GOAL A:
In the passage on quoting Shakespeare, which play does the writer count among Shakespeare's greatest?

PASSAGE TO READ:
Sweet
are the uses of adversity,
Which
like the toad, ugly and venomous,
Wears
yet a precious jewel in his head;
And
this our life, exempt from public haunt,
Finds
tongues in trees, books in the running brooks
Sermons
in stones, and good in everything.
As
You Like It.
William
Shakespeare
English
language speakers quote Shakespeare so naturally and unconsciously that he
is built into our psyche. We have all heard someone say with a deep breath
of relief “All’s well that ends well”; or wisely intoning, “hell
hath no fury like a woman scorned”; “love is blind”; “much ado
about nothing”; and many others in between.
The
one I think of most often is from what I consider among Shakespeare’s
greatest plays: King Lear. Alas, I don’t remember the precise quote, but
its essence is never say that this is the worst thing that has happened to
you, until you are absolutely sure because things could get worse.

LISTED RECORDS:

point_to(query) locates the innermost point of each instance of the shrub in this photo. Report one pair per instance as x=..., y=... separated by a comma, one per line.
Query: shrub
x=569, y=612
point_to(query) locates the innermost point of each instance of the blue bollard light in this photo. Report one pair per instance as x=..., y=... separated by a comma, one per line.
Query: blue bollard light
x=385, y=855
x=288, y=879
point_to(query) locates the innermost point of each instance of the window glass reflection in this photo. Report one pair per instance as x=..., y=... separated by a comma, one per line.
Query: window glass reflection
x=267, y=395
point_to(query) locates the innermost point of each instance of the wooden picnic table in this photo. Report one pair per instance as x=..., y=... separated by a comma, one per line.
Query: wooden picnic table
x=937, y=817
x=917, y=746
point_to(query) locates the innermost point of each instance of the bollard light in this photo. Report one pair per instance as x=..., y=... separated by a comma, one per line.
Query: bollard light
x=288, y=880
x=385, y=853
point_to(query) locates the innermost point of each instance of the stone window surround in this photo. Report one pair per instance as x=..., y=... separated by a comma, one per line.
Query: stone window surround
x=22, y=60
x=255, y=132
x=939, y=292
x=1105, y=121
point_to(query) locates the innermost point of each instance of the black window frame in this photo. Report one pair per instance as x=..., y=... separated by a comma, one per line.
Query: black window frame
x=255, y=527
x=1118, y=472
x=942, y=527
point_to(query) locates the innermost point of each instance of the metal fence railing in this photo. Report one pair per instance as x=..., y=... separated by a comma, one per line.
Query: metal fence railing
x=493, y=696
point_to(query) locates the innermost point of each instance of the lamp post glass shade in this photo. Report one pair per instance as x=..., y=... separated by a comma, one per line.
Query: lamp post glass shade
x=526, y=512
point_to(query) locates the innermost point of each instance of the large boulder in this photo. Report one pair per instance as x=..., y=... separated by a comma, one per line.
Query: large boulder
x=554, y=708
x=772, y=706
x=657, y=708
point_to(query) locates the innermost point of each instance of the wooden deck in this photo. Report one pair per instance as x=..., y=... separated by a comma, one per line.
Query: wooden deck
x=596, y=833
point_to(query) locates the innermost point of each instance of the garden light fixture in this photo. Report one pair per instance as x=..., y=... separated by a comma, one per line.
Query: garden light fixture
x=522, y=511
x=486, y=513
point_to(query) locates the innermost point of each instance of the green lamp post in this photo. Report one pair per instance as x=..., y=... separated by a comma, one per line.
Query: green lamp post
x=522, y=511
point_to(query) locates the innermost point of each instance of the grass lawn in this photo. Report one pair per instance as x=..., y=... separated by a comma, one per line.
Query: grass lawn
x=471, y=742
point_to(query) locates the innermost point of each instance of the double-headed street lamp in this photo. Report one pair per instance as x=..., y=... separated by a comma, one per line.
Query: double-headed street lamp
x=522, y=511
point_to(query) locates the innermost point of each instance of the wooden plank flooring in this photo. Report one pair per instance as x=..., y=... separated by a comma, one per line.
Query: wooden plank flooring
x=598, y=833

GOAL B:
Reproduce the lines of the entries between the line holding "of the black" and the line holding "x=493, y=696", inclusive.

WRITTEN SOLUTION A:
King Lear

WRITTEN SOLUTION B:
point_to(query) locates the innermost point of each instance of the black window frame in this photo. Report one pair per instance as x=..., y=... separated by a comma, one per line.
Query: black window frame
x=255, y=527
x=1118, y=472
x=942, y=527
point_to(query) locates the innermost point of each instance of the metal fence railing in this photo. Report one pair per instance as x=..., y=... separated by a comma, one per line.
Query: metal fence railing
x=493, y=696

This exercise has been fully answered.